→ **Information given**:
··········

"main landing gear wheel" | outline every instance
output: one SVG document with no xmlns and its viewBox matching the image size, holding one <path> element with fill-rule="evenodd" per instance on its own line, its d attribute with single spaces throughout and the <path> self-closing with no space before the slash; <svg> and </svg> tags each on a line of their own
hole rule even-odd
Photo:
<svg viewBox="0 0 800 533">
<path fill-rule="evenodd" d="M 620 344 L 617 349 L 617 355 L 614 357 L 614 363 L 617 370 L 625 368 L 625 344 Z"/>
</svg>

··········

→ **Exercise aim**:
Rewrite all of the lines above, item text included, and multiply every number in the answers (the viewBox dimensions and the path coordinates) by 2.15, rounding each to a whole number with halves rounded up.

→ **Full response**:
"main landing gear wheel" | outline every instance
output: one SVG document with no xmlns and its viewBox matching the image size, holding one <path> element with fill-rule="evenodd" per instance on its own line, its d attribute with single spaces throughout and the <path> self-closing with no space before the slash; <svg> and </svg> tags each on a line of their own
hole rule even-odd
Photo:
<svg viewBox="0 0 1720 1146">
<path fill-rule="evenodd" d="M 1333 740 L 1327 750 L 1327 763 L 1320 768 L 1320 780 L 1327 796 L 1344 791 L 1344 740 Z"/>
</svg>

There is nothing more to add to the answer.